Would you find each line in the entries below with the string "purple" and copy it?

→ INPUT DATA:
=== Section Start ===
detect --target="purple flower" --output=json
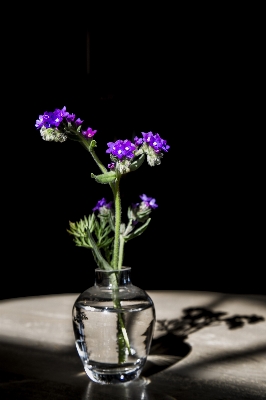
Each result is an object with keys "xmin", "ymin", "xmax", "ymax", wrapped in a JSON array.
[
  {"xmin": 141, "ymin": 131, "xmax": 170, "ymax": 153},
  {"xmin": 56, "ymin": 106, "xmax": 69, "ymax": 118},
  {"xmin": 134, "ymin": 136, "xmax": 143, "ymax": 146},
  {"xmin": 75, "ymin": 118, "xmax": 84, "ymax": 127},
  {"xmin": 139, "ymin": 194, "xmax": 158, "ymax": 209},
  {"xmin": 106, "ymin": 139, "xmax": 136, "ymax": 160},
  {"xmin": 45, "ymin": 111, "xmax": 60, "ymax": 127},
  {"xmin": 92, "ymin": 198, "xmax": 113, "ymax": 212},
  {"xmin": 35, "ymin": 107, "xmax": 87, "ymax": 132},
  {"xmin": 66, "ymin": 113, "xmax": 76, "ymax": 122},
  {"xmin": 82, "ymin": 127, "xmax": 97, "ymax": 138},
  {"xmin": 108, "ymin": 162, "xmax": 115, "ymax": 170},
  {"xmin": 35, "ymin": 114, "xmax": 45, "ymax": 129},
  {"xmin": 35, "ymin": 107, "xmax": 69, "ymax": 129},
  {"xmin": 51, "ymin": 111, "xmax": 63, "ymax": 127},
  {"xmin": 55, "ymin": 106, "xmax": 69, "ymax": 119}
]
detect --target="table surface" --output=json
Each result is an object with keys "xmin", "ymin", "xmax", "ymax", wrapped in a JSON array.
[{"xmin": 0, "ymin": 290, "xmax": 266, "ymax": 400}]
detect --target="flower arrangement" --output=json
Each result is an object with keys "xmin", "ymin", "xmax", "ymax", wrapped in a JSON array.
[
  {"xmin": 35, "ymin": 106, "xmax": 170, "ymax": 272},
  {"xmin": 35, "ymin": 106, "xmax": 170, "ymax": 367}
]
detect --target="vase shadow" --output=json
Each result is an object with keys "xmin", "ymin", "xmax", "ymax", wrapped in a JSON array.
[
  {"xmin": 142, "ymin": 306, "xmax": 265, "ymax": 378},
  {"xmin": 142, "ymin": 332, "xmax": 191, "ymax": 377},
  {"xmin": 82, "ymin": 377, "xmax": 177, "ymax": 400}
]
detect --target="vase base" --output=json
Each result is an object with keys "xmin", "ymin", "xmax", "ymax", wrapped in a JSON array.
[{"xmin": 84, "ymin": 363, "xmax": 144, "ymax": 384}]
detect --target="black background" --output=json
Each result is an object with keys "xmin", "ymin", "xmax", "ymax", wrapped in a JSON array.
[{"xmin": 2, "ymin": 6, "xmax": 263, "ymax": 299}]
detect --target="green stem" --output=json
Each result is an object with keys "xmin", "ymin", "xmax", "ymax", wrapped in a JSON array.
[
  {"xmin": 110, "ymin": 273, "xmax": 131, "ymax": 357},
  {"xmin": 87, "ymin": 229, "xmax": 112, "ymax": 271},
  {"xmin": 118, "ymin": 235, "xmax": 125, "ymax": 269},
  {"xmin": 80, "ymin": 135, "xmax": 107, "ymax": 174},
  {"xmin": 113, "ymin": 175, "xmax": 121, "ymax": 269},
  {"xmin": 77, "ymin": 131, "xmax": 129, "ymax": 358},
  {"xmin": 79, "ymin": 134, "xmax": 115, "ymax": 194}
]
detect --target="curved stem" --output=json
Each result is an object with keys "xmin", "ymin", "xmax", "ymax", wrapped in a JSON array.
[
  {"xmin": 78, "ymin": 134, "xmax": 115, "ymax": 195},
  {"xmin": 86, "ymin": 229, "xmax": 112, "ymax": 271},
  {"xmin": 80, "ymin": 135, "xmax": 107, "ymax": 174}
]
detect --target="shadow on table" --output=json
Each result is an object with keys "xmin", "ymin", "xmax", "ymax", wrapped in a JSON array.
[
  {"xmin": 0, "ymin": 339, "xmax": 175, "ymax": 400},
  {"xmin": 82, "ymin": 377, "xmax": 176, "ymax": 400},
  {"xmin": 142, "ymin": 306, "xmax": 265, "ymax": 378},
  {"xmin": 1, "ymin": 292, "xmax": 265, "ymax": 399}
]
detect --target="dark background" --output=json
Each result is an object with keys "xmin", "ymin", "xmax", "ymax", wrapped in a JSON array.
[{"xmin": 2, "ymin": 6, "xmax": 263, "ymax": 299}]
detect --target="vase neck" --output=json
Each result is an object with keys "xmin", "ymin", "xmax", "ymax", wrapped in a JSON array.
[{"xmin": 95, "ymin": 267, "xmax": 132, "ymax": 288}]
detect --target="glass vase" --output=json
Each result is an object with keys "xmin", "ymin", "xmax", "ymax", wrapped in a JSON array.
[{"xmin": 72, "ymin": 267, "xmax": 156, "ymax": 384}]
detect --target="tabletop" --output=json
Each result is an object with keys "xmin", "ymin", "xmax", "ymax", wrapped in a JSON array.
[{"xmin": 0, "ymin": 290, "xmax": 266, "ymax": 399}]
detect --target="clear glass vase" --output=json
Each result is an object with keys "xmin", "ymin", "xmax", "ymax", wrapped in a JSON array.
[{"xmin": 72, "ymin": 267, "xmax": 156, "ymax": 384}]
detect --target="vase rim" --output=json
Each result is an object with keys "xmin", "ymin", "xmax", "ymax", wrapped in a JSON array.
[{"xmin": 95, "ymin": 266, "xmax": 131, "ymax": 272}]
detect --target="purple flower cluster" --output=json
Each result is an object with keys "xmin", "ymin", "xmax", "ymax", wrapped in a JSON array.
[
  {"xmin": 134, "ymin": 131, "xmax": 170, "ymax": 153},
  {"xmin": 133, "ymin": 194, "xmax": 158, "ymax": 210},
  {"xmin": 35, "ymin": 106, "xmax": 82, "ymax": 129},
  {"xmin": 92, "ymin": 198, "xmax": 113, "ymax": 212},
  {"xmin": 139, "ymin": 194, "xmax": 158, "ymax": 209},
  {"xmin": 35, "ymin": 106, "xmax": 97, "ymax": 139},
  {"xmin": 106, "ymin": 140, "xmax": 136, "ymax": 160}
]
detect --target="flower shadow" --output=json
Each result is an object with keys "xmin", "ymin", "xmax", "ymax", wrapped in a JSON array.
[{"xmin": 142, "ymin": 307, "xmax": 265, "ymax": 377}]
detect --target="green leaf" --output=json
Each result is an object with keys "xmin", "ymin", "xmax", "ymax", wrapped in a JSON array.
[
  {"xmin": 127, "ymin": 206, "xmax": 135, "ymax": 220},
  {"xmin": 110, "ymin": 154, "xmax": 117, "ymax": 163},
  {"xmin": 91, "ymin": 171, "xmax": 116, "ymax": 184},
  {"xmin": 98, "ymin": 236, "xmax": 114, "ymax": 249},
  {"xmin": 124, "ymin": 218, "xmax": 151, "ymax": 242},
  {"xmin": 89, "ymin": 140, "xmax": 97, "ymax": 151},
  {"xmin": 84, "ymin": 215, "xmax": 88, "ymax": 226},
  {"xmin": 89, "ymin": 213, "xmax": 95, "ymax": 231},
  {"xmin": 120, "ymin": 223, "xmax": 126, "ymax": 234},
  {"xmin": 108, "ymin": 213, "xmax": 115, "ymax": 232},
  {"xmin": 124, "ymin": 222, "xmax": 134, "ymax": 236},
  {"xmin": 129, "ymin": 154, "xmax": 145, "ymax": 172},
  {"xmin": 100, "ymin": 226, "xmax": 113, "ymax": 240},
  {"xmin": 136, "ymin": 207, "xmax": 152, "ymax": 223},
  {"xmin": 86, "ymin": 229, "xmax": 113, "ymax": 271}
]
=== Section End ===
=== Section Start ===
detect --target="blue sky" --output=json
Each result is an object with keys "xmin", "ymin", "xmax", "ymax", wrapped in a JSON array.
=== Section End ===
→ RESPONSE AREA:
detect --target="purple flower" --output=json
detect --target="purple flower cluster" --output=json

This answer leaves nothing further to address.